Data supplied:
(begin)
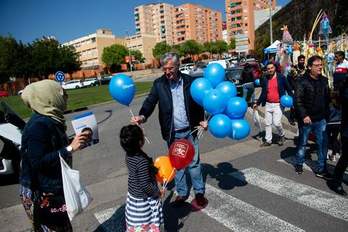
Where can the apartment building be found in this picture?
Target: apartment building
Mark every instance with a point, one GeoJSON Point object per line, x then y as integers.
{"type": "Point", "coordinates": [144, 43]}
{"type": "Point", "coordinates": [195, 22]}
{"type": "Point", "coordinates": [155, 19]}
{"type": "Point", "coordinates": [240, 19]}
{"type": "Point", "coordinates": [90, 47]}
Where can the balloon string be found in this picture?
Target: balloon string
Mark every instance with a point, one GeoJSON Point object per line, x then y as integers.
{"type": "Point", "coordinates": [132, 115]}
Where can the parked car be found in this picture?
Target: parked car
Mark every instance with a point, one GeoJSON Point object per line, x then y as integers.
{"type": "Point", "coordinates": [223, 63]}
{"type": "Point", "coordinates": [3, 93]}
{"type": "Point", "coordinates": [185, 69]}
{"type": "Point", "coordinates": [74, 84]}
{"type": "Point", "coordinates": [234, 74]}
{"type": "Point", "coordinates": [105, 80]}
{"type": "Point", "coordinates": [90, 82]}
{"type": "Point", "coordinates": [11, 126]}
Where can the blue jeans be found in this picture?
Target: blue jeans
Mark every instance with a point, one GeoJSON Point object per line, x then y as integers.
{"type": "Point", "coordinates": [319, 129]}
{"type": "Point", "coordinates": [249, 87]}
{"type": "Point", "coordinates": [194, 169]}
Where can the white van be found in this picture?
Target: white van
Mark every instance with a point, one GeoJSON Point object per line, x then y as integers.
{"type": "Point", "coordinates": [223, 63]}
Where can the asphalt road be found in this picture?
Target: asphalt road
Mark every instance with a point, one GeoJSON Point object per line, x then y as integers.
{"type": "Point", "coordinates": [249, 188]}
(end)
Aim: Please write out again the part of the items that opens with the line containing "Where can the white" and runs through the end of the items, keeping every line, requests included. Scale each coordinate in the answers by 1.2 and round it to a whole number, with halves rounded up, then give only those lines.

Task answer:
Where can the white van be found in this picture?
Target: white van
Mark every instance with a point, one GeoJSON Point object per line, x then y as integers.
{"type": "Point", "coordinates": [268, 76]}
Where can the asphalt road be found in this picture?
Target: asphalt road
Mark every instance with a point, one GeoJSON Point object per line, x then y as integers.
{"type": "Point", "coordinates": [299, 226]}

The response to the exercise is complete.